**Information given:**
================

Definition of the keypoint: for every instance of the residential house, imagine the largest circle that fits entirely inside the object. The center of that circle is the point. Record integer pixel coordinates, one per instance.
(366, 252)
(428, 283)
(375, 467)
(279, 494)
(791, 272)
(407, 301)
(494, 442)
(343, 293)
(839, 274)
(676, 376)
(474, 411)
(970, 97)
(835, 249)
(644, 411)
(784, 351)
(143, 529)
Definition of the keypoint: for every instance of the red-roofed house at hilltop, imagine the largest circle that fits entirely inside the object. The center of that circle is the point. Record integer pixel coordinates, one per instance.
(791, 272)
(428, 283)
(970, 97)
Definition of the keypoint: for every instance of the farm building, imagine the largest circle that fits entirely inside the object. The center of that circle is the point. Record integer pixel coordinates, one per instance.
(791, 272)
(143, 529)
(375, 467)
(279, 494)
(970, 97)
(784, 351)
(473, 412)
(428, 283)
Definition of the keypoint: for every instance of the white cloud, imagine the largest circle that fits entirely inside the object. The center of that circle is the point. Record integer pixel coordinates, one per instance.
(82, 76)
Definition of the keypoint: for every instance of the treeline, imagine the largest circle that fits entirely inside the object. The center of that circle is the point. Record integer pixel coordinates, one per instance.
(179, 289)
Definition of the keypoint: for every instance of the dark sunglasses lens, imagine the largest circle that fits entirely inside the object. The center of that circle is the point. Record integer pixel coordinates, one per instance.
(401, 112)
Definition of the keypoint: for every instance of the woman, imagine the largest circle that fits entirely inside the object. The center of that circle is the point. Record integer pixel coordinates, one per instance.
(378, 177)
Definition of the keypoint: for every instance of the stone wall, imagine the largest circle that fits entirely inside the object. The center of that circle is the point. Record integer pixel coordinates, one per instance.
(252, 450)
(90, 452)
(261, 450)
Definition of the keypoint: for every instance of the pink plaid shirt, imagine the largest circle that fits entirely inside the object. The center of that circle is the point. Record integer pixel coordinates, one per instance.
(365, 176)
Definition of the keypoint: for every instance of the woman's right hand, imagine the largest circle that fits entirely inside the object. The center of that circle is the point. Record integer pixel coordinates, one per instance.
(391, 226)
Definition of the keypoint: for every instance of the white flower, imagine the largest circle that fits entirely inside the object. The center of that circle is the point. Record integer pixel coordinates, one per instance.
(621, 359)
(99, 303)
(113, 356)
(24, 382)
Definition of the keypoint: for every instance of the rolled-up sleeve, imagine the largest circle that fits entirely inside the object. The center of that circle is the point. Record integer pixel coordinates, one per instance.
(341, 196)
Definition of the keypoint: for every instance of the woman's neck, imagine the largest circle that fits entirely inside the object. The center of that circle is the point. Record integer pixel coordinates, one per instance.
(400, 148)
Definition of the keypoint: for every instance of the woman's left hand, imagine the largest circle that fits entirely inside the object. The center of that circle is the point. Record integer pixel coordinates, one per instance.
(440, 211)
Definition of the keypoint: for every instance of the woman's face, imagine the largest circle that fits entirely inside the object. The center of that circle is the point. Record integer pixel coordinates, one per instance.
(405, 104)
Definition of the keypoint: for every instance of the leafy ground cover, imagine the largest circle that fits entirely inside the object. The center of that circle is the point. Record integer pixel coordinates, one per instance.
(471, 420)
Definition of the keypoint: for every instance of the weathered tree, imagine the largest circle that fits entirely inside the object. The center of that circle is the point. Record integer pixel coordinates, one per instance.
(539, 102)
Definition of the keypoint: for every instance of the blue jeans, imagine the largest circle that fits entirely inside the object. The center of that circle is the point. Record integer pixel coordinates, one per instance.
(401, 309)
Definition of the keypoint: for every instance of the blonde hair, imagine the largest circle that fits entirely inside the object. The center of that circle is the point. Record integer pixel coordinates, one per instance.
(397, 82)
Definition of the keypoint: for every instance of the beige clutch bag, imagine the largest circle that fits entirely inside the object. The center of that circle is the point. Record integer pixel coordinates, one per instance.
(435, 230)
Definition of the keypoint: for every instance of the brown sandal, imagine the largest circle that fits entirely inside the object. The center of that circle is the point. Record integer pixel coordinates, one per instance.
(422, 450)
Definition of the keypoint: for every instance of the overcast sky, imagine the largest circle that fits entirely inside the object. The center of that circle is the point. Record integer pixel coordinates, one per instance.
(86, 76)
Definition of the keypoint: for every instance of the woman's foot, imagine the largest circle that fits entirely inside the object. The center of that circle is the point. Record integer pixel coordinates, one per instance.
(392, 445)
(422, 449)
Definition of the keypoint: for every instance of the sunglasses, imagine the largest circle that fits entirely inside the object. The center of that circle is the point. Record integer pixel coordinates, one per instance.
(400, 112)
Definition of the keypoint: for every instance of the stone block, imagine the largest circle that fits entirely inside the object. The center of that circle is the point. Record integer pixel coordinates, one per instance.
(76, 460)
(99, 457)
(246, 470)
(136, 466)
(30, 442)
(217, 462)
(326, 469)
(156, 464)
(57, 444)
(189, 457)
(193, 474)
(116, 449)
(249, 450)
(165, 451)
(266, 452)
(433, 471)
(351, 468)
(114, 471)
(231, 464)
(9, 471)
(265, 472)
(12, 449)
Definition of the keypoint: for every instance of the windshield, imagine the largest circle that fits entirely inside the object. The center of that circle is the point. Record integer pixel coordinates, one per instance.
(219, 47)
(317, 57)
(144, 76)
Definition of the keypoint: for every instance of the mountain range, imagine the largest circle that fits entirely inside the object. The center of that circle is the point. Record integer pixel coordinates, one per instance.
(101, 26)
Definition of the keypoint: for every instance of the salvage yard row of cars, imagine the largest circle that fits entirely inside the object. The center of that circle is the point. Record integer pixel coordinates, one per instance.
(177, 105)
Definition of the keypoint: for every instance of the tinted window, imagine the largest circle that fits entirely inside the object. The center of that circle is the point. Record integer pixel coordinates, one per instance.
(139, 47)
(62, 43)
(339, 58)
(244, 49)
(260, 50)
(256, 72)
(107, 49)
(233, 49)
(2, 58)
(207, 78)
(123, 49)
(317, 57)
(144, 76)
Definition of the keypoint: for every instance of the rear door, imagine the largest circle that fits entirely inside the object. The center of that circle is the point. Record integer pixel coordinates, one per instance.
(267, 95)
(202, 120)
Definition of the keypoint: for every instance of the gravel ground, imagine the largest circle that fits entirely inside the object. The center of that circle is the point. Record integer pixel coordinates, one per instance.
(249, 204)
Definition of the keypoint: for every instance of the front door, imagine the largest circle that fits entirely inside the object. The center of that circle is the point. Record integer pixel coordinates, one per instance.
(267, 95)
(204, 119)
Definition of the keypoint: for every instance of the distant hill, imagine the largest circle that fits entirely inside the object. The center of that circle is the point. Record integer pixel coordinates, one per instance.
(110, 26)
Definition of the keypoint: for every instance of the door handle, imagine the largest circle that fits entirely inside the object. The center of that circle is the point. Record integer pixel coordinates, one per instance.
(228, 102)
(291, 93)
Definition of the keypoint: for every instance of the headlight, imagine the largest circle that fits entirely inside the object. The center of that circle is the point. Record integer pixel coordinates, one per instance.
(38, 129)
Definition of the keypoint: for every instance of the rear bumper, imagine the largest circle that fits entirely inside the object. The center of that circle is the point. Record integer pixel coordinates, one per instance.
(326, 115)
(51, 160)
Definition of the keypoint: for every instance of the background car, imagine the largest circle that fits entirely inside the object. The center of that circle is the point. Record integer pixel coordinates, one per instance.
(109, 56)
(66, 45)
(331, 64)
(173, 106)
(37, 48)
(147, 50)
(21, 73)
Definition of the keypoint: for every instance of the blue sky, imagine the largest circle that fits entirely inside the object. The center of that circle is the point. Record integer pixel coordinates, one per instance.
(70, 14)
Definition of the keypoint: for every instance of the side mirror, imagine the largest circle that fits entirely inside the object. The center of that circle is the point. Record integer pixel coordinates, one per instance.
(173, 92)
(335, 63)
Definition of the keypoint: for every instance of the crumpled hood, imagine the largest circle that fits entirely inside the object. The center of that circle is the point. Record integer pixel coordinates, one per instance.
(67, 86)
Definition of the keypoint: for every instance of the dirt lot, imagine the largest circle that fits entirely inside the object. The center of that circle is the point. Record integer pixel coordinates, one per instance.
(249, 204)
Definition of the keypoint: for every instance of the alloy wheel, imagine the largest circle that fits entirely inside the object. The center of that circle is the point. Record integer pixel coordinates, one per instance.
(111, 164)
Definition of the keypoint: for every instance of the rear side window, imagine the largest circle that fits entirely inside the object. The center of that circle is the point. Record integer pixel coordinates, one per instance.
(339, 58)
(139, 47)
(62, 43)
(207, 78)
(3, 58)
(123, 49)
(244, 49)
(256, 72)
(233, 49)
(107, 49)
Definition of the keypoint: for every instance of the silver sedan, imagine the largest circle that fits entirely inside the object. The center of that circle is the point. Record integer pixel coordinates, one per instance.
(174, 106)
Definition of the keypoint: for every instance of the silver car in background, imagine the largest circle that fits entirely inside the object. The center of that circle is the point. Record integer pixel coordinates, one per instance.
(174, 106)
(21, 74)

================

**What to do:**
Reproduce exactly the lines running from the one with "silver sedan, imagine" to the last line of the listing above. Add nothing else.

**Solution to this exercise:**
Definition of the keypoint: for every instance of the silver sedan, imagine the largest circle that fits entirely inside the object. The center of that circle is the point. Record integer pixel coordinates, one per instance.
(174, 106)
Definition of the keypoint: for every instance of the silver car in background, imagine the largest circle that fits entirely inside the object. The center of that circle is the point. Record integer pixel coordinates, one per instance.
(174, 106)
(21, 74)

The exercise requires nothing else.